Task description => From the article on womb detox pearls, list every herb it names as an ingredient of the Embrace Pangea pearls.

Study text =>
* * * *
Posted on Jan 14, 2016   Updated on May 27, 2021, 9:02 am CDT

Of all the body parts that you’re supposed to be detoxing at this time of year, you might think that your uterus would escape the list. Yet according to Tiara Janté’s recent glowing review on XoNecole.com, “womb cleanse pearls” are what your baby-maker really needs.

We thought we’d heard the last in bonkers ways to bother your lady parts when Gwyneth Paltrow’s “vaginal steaming” advice was dismissed by doctors last year as having no medical benefit. However, according to blogger Janté, womb detox pearls are “believed to cure ailments such as vaginal infections, endometriosis, foul odor and fibroids. They have even been reported to result in vaginal tightening!” To reap these benefits, you apparently need to insert the small cloth bag of herbs into your vagina and then leave it there for three days.

Yes, three days.

Leaving aside that disturbing timescale for a moment, what exactly are in these pearls that we’re being encouraged to shove inside our sacred lady space? Embrace Pangea, the brand used by Janté, contains the herbs “osthol, rhizoma, motherwort, angelica and borneol.” But as a skeptic might point out, if you buy online, how can you even be sure this is what you’re actually getting?
* * * *
Extracted material =>
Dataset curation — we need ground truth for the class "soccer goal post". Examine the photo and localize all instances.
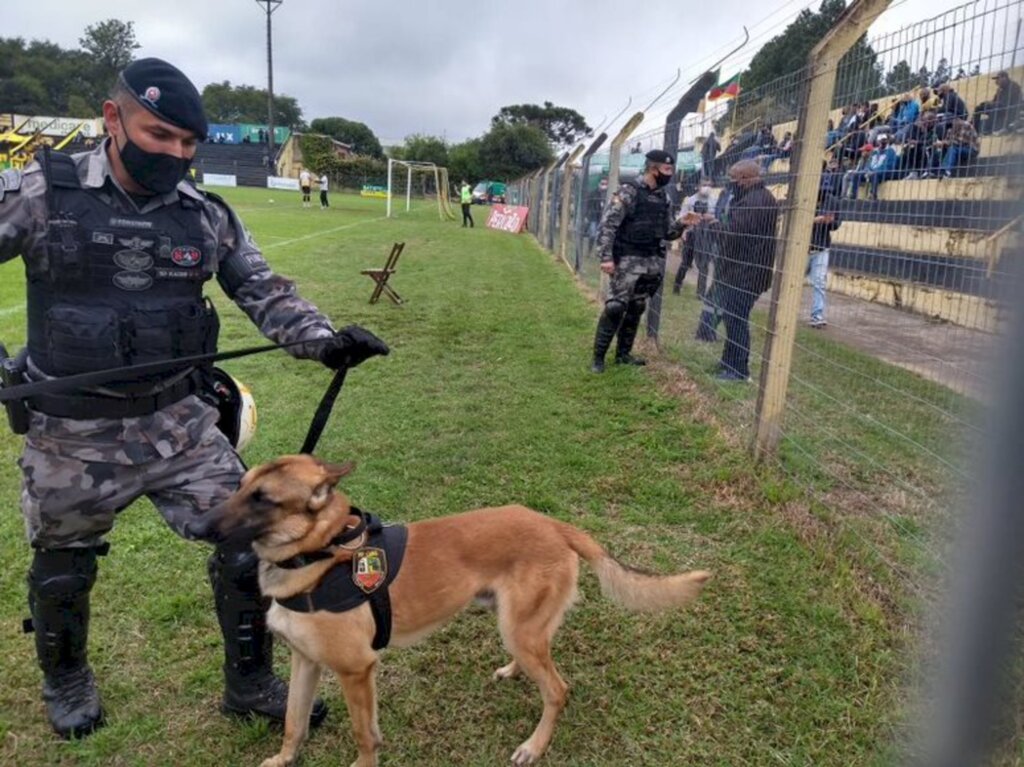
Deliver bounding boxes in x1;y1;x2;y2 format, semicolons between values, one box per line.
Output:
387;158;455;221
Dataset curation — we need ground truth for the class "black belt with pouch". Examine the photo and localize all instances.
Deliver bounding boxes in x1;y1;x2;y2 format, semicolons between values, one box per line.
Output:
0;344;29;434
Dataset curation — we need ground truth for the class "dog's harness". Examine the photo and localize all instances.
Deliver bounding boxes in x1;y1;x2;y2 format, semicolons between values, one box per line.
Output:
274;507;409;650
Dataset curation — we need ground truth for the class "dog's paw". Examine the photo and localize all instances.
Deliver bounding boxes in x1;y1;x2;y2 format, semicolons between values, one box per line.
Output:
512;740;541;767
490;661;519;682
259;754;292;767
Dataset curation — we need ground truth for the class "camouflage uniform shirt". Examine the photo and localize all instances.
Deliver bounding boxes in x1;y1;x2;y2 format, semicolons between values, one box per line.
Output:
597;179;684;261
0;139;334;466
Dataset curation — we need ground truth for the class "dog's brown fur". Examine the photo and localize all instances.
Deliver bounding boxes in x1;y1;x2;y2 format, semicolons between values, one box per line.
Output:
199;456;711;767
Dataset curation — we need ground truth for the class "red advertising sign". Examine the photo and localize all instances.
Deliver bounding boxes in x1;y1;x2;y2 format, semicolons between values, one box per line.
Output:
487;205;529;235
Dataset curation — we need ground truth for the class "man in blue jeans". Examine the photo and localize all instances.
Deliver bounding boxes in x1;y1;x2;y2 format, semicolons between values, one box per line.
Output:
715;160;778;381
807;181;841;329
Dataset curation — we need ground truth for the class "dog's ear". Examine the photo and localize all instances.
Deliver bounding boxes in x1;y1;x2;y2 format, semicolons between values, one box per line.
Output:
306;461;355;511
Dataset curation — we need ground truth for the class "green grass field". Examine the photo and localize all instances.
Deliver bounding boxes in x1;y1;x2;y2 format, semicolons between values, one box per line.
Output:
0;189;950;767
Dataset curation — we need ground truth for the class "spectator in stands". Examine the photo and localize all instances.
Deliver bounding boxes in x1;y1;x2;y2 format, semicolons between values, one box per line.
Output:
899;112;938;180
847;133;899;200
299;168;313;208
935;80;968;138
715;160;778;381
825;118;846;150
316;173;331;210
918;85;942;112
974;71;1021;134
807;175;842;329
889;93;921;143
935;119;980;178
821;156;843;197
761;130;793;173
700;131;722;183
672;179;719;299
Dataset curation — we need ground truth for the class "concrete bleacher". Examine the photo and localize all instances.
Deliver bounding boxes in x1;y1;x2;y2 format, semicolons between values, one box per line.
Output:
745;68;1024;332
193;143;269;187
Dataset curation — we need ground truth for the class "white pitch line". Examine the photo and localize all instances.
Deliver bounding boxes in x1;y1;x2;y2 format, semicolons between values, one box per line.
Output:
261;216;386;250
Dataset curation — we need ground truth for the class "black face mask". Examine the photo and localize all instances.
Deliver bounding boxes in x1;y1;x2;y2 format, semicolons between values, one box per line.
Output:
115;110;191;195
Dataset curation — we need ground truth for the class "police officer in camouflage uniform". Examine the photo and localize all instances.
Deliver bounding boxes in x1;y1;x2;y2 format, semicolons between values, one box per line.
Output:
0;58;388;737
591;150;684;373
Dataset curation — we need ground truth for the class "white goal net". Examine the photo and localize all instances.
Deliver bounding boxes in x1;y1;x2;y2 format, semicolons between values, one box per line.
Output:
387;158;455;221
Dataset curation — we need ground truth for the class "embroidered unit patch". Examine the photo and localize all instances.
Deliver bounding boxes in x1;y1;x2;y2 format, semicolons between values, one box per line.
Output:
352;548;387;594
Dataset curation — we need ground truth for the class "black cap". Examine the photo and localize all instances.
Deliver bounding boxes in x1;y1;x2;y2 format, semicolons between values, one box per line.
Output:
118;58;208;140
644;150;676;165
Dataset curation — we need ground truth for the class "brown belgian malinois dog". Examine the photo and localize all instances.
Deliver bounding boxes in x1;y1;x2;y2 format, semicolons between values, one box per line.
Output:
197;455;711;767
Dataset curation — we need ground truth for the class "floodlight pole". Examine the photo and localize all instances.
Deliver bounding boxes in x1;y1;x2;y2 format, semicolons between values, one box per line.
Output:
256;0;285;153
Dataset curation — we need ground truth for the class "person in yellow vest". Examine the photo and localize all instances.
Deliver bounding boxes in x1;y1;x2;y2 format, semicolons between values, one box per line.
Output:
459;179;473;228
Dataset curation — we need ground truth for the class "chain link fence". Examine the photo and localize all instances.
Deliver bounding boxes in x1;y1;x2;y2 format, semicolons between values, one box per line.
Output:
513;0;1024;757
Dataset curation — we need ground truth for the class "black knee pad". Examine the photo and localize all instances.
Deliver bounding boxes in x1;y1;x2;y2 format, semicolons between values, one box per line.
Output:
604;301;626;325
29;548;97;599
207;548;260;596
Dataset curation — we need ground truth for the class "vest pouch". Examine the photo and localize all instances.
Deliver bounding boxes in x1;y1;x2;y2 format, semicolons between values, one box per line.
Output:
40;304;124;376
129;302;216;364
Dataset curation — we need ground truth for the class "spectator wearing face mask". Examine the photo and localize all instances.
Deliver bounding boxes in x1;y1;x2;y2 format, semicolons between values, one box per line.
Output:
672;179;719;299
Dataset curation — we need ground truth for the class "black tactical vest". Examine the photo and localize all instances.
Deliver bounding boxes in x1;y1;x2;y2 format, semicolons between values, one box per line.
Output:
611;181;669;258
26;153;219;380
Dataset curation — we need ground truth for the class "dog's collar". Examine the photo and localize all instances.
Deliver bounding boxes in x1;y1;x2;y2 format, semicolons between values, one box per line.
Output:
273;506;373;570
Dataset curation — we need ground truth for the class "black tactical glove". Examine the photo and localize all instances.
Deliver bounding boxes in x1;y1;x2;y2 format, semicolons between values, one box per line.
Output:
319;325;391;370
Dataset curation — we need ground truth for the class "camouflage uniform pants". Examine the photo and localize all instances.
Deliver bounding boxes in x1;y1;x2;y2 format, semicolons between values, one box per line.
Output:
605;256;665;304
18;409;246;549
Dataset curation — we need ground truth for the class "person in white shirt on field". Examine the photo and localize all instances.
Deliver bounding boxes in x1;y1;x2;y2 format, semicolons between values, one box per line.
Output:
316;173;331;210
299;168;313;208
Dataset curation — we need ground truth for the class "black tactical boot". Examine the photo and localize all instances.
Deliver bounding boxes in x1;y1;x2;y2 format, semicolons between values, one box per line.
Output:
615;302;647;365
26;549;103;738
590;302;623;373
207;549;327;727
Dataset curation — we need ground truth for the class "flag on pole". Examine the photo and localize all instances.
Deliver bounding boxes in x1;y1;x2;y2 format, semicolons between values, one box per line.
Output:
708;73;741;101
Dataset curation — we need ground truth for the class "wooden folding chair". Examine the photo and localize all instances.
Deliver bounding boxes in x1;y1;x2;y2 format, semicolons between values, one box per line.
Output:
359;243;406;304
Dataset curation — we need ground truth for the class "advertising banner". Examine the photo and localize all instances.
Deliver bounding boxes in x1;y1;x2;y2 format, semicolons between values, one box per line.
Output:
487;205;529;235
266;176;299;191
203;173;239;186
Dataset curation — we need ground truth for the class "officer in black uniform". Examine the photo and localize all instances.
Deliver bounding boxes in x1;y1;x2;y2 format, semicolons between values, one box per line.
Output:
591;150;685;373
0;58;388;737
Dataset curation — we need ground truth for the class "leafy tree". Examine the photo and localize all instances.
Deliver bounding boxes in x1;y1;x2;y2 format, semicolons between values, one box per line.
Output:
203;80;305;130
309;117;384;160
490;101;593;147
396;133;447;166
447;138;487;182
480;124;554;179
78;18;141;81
* * * *
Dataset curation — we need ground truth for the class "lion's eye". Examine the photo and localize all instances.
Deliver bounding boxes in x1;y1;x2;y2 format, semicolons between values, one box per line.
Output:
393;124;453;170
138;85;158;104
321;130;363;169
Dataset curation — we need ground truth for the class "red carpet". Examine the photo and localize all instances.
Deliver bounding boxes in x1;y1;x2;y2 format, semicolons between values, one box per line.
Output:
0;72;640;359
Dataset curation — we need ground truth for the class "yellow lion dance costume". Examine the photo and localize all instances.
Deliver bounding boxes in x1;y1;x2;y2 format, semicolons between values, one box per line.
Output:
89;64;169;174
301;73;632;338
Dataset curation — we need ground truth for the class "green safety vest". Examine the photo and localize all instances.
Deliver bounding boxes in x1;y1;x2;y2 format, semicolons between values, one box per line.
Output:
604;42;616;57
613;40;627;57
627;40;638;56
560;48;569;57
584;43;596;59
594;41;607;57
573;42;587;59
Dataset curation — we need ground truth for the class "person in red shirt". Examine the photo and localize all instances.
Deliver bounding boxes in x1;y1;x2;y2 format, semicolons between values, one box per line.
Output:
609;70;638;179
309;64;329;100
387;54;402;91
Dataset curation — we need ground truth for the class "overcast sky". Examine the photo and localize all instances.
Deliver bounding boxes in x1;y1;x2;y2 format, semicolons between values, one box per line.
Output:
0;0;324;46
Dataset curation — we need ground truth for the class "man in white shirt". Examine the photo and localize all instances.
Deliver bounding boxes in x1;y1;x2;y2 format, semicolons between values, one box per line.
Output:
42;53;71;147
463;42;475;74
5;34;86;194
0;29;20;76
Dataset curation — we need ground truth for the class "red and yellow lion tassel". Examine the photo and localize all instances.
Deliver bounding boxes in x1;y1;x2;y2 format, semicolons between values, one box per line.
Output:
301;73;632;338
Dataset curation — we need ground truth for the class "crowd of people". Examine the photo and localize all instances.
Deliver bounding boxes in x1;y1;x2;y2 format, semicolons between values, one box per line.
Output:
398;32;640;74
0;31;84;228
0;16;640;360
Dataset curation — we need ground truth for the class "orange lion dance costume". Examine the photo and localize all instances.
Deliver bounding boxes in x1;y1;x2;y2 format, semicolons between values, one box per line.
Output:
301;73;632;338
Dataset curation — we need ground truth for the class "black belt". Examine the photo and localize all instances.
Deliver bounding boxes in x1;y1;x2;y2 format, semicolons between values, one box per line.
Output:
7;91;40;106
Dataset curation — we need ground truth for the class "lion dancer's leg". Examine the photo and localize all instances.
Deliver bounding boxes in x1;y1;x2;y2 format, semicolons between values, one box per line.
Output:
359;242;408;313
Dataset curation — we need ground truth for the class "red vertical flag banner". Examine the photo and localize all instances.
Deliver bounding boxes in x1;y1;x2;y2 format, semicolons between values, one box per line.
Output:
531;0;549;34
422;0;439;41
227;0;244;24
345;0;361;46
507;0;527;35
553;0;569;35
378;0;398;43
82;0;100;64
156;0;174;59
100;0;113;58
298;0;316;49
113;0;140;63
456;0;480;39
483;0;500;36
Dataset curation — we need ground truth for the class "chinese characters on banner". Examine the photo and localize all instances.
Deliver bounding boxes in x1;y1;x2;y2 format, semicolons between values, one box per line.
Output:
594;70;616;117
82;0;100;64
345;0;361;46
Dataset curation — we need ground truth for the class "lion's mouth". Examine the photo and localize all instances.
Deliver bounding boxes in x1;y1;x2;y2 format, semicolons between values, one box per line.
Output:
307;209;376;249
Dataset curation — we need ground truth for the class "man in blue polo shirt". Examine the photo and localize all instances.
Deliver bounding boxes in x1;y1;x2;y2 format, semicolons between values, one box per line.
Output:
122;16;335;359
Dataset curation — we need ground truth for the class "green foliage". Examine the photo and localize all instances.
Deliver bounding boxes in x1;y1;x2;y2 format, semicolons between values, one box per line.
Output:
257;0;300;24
* * * *
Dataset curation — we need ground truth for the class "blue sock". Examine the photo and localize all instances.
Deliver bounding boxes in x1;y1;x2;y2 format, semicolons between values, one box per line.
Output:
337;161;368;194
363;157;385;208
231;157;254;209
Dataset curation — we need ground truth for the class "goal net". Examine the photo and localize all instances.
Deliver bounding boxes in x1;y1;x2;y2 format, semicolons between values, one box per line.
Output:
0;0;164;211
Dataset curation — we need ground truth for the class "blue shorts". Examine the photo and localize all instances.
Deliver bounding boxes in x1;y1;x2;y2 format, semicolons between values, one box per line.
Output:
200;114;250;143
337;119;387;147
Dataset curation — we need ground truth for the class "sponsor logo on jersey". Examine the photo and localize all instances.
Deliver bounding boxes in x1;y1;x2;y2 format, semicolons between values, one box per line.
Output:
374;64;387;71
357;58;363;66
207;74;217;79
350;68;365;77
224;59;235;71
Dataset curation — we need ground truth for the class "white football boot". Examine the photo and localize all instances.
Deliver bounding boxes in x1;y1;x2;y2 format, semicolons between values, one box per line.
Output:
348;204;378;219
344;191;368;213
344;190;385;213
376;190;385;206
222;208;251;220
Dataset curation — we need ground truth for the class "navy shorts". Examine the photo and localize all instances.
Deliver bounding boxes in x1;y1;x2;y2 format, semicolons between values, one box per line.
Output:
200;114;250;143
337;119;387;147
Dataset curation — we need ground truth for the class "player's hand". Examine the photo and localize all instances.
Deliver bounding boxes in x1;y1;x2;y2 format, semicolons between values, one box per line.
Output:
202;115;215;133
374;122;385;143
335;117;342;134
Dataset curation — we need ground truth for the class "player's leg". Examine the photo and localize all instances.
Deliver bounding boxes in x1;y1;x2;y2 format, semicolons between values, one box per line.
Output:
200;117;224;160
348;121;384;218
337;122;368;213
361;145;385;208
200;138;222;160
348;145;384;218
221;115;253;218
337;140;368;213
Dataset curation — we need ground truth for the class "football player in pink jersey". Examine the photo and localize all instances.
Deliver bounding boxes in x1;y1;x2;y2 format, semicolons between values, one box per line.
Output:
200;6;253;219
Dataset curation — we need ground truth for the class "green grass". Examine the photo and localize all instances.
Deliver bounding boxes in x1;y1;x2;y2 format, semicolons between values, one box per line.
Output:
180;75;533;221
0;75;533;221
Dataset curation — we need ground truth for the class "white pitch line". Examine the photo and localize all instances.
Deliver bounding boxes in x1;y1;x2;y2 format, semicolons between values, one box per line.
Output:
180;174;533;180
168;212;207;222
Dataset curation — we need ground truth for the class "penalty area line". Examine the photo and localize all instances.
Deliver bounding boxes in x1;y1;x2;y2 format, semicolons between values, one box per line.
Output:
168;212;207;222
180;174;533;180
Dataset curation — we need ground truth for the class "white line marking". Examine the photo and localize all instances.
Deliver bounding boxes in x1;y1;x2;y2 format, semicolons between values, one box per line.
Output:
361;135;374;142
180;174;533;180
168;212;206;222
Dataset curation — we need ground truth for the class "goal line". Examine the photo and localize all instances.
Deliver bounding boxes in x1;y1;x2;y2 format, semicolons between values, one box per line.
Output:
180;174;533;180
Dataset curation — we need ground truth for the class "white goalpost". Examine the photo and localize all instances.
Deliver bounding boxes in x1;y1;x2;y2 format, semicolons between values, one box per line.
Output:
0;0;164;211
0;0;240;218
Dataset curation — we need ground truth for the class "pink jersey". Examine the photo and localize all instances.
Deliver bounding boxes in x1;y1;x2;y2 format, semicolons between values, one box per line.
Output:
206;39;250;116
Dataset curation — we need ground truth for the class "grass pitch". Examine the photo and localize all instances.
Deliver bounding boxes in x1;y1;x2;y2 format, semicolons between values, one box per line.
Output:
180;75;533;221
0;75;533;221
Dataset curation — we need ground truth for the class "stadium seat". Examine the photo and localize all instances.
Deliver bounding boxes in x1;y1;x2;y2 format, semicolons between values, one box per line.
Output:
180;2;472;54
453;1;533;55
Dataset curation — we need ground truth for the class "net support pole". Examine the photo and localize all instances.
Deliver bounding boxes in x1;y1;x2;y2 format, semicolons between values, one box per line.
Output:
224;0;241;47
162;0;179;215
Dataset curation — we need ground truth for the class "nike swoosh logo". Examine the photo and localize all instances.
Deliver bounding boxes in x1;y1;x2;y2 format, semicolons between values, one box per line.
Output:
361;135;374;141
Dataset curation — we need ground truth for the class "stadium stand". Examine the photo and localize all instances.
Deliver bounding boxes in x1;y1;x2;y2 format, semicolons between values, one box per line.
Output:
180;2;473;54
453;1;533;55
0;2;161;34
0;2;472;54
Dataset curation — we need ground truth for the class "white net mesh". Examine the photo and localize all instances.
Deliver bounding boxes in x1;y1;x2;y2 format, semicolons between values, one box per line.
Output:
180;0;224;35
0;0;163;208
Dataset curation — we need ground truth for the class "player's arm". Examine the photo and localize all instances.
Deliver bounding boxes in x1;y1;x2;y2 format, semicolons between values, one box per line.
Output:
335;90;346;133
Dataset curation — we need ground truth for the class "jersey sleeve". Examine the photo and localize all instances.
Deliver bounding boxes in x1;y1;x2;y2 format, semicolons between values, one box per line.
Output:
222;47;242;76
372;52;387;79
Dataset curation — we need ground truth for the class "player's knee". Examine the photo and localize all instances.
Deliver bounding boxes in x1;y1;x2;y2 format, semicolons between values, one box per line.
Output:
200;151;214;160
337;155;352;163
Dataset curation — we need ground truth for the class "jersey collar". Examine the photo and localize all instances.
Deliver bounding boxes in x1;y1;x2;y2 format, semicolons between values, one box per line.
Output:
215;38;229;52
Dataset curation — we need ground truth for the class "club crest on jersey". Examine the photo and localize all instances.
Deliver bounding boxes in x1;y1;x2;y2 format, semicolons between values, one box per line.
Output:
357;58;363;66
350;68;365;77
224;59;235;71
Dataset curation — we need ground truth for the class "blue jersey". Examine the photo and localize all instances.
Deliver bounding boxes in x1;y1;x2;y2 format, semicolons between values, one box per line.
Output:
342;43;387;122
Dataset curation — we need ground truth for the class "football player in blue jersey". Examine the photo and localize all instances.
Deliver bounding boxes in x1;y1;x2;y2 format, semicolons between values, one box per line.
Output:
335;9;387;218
* * * *
Output => Osthol, rhizoma, motherwort, angelica, borneol